Rewrite every one of the records below, replacing "a tab character" with "a single space" wherever it occurs and leaving all other text unchanged.

Object pointing dataset rows:
"""
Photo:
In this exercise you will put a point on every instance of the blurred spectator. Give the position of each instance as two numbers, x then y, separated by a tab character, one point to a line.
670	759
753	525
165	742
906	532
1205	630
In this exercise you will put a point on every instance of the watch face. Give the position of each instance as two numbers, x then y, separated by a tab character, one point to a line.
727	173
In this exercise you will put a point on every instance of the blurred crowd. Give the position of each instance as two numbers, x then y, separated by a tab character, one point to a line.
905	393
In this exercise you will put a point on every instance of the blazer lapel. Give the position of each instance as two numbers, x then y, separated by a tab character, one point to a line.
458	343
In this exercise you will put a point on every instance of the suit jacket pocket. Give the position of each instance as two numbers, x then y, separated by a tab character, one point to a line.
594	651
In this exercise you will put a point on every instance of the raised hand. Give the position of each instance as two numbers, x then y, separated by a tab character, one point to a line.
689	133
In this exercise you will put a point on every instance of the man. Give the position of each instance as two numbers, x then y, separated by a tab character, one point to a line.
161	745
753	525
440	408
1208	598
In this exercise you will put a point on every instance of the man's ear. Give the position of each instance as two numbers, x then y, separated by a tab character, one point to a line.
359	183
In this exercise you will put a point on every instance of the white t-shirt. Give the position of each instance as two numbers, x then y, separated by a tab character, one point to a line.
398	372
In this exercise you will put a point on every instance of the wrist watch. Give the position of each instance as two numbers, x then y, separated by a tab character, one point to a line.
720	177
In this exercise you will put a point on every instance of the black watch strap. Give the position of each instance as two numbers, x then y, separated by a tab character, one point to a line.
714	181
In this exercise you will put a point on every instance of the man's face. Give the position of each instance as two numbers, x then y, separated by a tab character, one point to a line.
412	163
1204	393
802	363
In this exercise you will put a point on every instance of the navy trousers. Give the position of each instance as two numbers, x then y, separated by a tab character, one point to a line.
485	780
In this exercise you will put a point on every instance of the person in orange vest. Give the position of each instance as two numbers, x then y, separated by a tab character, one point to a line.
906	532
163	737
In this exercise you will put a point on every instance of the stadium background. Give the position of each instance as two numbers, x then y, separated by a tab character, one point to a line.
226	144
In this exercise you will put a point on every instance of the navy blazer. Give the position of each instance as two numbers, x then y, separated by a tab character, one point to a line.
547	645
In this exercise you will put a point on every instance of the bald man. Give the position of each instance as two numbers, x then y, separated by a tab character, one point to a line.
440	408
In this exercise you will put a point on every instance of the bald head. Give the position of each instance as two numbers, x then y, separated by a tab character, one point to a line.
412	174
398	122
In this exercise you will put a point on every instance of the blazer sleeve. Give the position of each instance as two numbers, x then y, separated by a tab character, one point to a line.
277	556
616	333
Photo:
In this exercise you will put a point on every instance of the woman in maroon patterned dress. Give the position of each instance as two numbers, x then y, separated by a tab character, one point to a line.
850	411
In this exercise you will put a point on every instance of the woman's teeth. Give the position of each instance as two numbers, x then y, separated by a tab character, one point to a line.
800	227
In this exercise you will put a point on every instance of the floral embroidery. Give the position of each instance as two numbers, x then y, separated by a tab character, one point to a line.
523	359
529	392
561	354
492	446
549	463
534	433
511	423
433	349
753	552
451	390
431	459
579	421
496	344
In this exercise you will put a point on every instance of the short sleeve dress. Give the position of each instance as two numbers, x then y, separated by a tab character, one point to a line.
"""
Expected answer:
Photo:
In this exercise you will put a point on every instance of the blurred spectator. Give the position of each instance as two numbers, x then y, separated by a single space, one point to a line.
670	759
753	525
165	742
906	532
1205	630
In this exercise you will put a point on every instance of the watch face. Give the position of each instance as two numbers, x then y, separated by a single space, one point to a line.
727	173
In this exercise you will put a point on every instance of the blurred crowd. Give the position of each instance as two numbers, x then y, separated by a single space, one point to a line.
905	393
In this exercise you will put a point on every instance of the blazer lapel. Give the position of each instance as two numbers, x then y, separated by a single space, one point to a line.
458	343
In this exercise you will put a point on every instance of the suit jacket pocket. Give the position of each instance as two numbers, x then y, separated by a single space, one point to a line.
594	651
In this exercise you will put a point on every instance of the raised hand. Give the position of each instance as two numbers, x then y, separated by a single space, one point to a line.
689	133
In this exercise you will put a point on every instance of the man. Give the position of each instance as two numbers, x then y, separated by a single space, one point to a line.
161	745
753	525
440	408
1208	598
In this exercise you will put a point on every instance of the man's ear. Give the position of each instance as two numbers, x then y, separated by a single space, one point to a line.
359	183
In this exercise you will put a point on every instance of the white t-shirt. Give the position of each instance as two numbers, x then y, separated by a single space, one point to a line.
398	372
In this exercise you will put a point on every instance of the wrist watch. Give the position of each instance as two numbers, x then y, separated by a single space, one point to a line.
720	177
In this exercise you will put a point on every instance of the black watch strap. Give the position of each instance as two numbers, x then y, separated by a single space, one point to a line.
714	181
In this exercise you will put a point on every instance of the man's face. Give the position of each instance as two numbers, x then y, separated by a single space, one point to a line.
412	163
1204	393
802	363
In this exercise you will put a point on every instance of the navy trousers. Give the position of each instance as two numbers, x then y, separated by a single space, one point to a line.
485	780
In this exercise you will put a point on every instance of the person in orange vest. Give the position of each instance as two numbers, x then y, separated by a single space, one point to a line.
906	532
163	737
In this exercise you will put a point on every instance of the stadium background. Give the position of each instance as two numbers, x then y, separated by a single space, one point to a line.
226	144
In this exercise you will put a point on every instance of the navy blazer. Give the position of each instance as two numbers, x then y, separated by a single space, one point to a line.
547	645
In this exercise you will put a point on every instance of the bald man. Give the position of each instance as two numbers, x then y, separated by a single space, one point to a line.
440	408
In this exercise you will put a point on every instance of the bald head. Give the position of each instance as two numbers, x then y, separated by a single space, one point to a line.
412	174
398	122
In this exercise you will put a point on every instance of the blazer sleeve. Give the position of each instance as two numbers, x then y, separated by a single space, one point to a line.
277	556
616	333
Photo:
In this exercise you will put a point on every instance of the woman in maroon patterned dress. Give the position of each instance as two numbers, x then y, separated by a single space, one point to a line.
850	411
In this exercise you will put a point on every instance of the woman's teeth. Give the position of each instance as two numbers, x then y, separated by a single space, one point to a line.
800	227
In this exercise you will put a point on every instance of the floral embroidery. Give the position of each instance as two numbers, x then y, separated by a single space, one point to a line.
523	359
529	392
561	354
492	446
549	463
534	433
511	423
433	349
753	552
451	390
431	459
579	421
496	344
In this exercise you will put a point on every instance of the short sleeve dress. Give the position of each instance as two numbers, x then y, separated by a single space, one point to a line.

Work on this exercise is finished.